== Dataset excerpts ==
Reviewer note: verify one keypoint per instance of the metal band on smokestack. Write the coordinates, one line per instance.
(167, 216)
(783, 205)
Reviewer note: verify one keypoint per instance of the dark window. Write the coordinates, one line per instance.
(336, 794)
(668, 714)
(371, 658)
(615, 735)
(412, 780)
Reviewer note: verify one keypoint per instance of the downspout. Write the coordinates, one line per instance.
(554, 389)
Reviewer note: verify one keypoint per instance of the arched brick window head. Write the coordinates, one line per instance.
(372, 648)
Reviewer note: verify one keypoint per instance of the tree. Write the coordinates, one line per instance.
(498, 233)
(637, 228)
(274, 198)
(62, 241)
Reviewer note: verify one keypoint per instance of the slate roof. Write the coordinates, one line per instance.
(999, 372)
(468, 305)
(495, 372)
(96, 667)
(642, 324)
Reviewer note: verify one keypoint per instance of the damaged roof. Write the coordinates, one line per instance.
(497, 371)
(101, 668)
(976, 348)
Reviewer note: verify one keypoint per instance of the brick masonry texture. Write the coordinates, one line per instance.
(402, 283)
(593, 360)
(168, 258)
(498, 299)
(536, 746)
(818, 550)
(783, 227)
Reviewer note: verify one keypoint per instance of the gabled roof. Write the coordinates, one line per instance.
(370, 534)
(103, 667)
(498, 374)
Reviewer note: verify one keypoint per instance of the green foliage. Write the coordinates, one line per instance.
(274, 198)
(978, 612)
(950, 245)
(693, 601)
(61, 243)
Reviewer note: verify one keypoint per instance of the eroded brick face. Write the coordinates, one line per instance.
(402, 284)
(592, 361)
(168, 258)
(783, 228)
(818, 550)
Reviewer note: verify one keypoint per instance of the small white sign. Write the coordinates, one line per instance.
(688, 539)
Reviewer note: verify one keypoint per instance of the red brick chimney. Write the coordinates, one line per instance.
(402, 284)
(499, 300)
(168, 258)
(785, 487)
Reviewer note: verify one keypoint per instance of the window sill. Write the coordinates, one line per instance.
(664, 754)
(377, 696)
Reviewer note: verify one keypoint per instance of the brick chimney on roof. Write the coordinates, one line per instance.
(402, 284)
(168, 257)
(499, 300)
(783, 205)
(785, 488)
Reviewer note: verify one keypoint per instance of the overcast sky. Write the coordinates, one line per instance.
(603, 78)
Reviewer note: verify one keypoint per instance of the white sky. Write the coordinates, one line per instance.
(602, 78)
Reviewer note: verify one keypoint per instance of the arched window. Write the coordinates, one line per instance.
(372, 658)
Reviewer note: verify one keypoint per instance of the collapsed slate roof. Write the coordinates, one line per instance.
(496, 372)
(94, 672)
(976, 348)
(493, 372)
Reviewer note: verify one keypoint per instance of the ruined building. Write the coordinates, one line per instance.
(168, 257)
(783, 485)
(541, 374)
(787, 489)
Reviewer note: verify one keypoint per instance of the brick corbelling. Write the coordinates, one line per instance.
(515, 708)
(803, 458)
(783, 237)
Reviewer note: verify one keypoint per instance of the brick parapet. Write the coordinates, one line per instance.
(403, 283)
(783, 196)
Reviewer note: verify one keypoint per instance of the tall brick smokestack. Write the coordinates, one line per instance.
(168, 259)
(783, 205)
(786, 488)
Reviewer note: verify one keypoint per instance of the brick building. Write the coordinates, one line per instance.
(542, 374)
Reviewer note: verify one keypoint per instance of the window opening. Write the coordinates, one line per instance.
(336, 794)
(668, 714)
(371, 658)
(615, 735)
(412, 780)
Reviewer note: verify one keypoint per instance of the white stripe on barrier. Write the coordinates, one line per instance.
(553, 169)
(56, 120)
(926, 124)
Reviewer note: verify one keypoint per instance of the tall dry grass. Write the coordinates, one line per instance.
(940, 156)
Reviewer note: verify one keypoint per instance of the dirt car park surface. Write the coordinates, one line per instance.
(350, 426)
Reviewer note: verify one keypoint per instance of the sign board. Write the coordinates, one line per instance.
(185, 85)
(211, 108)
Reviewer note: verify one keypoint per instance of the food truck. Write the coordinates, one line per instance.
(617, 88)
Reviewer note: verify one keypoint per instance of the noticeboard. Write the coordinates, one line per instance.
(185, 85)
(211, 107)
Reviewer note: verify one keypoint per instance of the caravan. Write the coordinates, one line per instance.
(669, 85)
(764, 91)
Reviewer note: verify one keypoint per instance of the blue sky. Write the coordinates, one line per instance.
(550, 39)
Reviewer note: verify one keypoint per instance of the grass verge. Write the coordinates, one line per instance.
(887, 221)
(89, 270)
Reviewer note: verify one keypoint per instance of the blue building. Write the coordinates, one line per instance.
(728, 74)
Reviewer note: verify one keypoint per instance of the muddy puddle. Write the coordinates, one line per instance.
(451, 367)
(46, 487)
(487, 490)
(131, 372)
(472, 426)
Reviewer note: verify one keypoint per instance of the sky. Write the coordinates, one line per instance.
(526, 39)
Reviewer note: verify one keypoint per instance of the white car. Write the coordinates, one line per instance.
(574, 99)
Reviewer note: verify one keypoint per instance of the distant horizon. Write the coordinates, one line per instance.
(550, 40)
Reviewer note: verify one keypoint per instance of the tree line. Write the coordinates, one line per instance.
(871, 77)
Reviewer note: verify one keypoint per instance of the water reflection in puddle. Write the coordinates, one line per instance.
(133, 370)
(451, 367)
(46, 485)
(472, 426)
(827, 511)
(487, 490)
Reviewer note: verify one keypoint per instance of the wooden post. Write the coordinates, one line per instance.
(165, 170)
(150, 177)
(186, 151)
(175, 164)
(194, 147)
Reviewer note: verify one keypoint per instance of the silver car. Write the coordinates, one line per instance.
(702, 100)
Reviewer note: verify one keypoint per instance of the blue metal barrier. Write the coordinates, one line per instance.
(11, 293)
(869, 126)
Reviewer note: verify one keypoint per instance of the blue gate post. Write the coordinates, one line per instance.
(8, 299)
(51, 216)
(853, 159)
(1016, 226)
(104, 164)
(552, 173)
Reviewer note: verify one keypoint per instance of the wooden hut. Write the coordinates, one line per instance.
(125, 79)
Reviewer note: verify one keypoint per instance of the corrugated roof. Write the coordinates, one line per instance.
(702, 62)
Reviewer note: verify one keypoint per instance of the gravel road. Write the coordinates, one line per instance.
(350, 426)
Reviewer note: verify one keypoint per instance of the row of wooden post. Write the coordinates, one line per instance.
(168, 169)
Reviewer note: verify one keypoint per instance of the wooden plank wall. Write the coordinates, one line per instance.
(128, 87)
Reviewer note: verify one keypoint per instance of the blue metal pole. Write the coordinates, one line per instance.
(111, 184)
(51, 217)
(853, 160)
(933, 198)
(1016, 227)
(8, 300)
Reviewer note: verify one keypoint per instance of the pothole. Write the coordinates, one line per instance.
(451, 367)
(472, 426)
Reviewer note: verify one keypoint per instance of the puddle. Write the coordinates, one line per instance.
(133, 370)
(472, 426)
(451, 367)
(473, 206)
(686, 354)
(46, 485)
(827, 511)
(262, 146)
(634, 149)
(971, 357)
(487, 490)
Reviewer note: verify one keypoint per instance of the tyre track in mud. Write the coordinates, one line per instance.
===
**Exercise directions**
Starting at the line that contains "Reviewer note: verify one keypoint per instance of the silver", repeat each line exactly through the last one in the listing. Include both of those lines and nothing more.

**Result of this task**
Reviewer note: verify one keypoint per instance of the silver car. Write the coordinates, one line per instance.
(702, 100)
Reviewer note: verify one keypoint per instance of the blue metal barrier. Write the coordinates, one line per instance.
(11, 293)
(869, 126)
Reviewer note: verify one keypoint per instance of the blue gate post. Write the coordinates, one line per instance.
(8, 299)
(51, 216)
(853, 159)
(1016, 226)
(104, 164)
(552, 173)
Reviewer note: verify one keypoint per instance of the wooden hut. Write the coordinates, one line per instance.
(125, 79)
Reviewer note: verify one keypoint per instance of the corrugated roof. Write the coordinates, one line per instance.
(702, 62)
Reviewer note: verify one keypoint per instance of the gravel road. Write the coordinates, one line per instance.
(350, 426)
Reviewer note: verify one keypoint per instance of the row of wooden post. Write the coordinates, one line per instance.
(168, 169)
Reviewer note: verify one keypoint per instance of the wooden plank wall. Write the coordinates, one line per instance.
(128, 87)
Reviewer note: verify one keypoint per instance of the blue metal pole. Write the coordinates, one line per instance.
(111, 184)
(51, 217)
(853, 160)
(933, 198)
(1016, 227)
(8, 300)
Reviewer note: verify one keypoint per instance of the pothole. Write the coordinates, one line per instance.
(451, 367)
(472, 426)
Reviewer note: verify one keypoint per instance of the puddle. Write the coordinates, one line per instance.
(133, 370)
(472, 426)
(451, 367)
(473, 206)
(686, 354)
(46, 485)
(827, 511)
(262, 146)
(634, 149)
(971, 357)
(487, 490)
Reviewer note: verify one keypoint per instance of the tyre track in mud. Write the coordinates, one line per instance.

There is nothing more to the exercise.